*Written exercise:*
Can you repeat every one of the following records word for word, changing nothing?

*Exercise data:*
++++++++++++++++++++
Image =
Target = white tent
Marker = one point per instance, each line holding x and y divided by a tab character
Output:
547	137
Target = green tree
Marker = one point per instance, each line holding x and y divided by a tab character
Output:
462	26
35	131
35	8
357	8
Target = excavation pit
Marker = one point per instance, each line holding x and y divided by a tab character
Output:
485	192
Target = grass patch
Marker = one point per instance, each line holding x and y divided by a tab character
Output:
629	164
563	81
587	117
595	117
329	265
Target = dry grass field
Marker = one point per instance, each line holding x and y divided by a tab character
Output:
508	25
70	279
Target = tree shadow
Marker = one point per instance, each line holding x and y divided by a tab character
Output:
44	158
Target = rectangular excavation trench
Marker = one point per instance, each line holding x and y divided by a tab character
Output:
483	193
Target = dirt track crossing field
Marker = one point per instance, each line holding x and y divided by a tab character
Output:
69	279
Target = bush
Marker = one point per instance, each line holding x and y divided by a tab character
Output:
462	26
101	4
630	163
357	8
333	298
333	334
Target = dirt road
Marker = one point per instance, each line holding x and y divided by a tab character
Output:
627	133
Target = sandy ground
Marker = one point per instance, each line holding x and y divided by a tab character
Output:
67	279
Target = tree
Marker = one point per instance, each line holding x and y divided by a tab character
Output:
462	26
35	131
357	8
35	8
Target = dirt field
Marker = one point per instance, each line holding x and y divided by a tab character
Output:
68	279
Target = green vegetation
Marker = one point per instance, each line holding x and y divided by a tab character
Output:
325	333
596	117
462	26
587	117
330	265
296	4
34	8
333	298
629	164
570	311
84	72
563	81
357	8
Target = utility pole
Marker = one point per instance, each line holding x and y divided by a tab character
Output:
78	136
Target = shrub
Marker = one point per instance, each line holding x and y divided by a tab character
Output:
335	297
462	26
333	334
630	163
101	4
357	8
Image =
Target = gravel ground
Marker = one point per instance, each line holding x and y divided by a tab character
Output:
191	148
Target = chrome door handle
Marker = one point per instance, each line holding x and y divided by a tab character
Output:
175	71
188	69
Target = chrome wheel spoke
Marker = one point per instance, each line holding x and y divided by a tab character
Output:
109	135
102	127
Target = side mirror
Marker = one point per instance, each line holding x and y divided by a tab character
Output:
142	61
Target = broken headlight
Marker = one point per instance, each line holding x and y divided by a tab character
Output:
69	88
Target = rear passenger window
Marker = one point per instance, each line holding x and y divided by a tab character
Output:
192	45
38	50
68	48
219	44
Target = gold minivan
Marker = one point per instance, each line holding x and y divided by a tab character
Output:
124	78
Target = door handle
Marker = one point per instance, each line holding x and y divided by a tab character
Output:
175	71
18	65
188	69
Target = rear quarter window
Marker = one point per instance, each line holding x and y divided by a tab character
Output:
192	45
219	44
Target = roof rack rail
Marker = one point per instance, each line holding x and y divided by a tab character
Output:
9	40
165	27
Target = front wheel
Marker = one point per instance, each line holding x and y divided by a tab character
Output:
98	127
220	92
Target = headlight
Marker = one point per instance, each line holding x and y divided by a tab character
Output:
++++++++++++++++++++
*Written solution:*
Image =
Target = white tent
Marker = one point per instance, each line holding x and y divided by a tab character
Output:
547	137
Target = green tree
Marker = one point per instance, each line holding x and y divided by a tab character
Output:
462	26
35	131
35	8
357	8
Target = excavation pit
Marker = one point per instance, each line holding x and y divided by a tab character
Output:
485	192
Target = grass patch
Marker = one point per instance, each line holding x and y divided by a tab character
Output:
629	164
563	81
587	117
595	117
329	265
Target = dry grass field
Marker = one point per instance, each line holding x and y divided by a tab character
Output:
508	25
70	279
Target = tree shadow
Marker = one point per instance, each line holding x and y divided by a tab character
Output:
44	158
Target = rectangular excavation trench
Marker = one point per instance, each line holding x and y divided by a tab character
Output:
483	193
Target = dirt track crossing field
Marker = one point per instance, each line holding x and y divided by a tab character
Output:
69	279
Target = bush
Marker = one point per instance, each line holding x and y divided by a tab character
Output:
462	26
101	4
630	163
357	8
333	298
333	334
Target = dirt road
Marker = one point per instance, each line holding x and y divided by a tab character
Output:
627	133
Target = sandy ground
Marker = one point per instance, each line holding x and y divided by a tab character
Output:
67	279
Target = tree
Marker = one point per instance, each line holding x and y divided by a tab character
Output:
462	26
35	131
357	8
35	8
Target = dirt field
Marker = one point per instance, each line holding x and y divided by a tab character
Output:
68	279
Target = green vegetation
Marker = one point per instance, each line holding x and y divided by a tab character
Output:
325	333
596	117
462	26
587	117
330	265
296	4
34	8
333	298
629	164
570	311
84	72
563	81
357	8
Target = utility pole
Marker = one point per instance, each line holding x and y divided by a tab character
Output:
78	136
Target = shrub
Marker = one point per instance, each line holding x and y divided by a tab character
Output:
335	297
462	26
333	334
630	163
101	4
357	8
Image =
Target = gravel ground
Marker = one point per instance, each line holding x and y divided by a tab character
Output:
191	148
Target = chrome door handle
Marker = one point per instance, each line holding x and y divided by a tab character
Output:
175	71
188	69
Target = chrome wheel spoke
Marker = one point per instance, each line holding x and y divided by a tab character
Output:
109	135
102	127
Target = side mirror
Marker = one point per instance, each line holding x and y divided by a tab character
Output:
142	61
Target = broken headlight
Marker = one point per instance, each line holding x and y divided by a tab character
Output:
69	88
Target = rear passenger window
Marker = one point per instance, each line holding x and y divided by a tab character
Output:
192	45
38	50
68	48
219	44
Target = gold minivan
Marker = one point per instance, each line holding x and y divided by a tab character
Output:
124	78
Target = door handle
Marker = one point per instance, each line holding x and y divided by a tab character
Output:
175	71
18	65
188	69
Target = rear quarter window
Marker = one point per instance, each line holding x and y divided by a tab character
Output:
192	45
219	44
Target = roof rack rail
Marker = one point per instance, each line holding x and y divided by a tab character
Output:
9	40
165	27
Target = front wheel
Marker = one point per instance, each line holding x and y divided by a tab character
Output:
98	127
220	92
Target = headlight
Marker = one point per instance, each line holding x and y divided by a tab character
Output:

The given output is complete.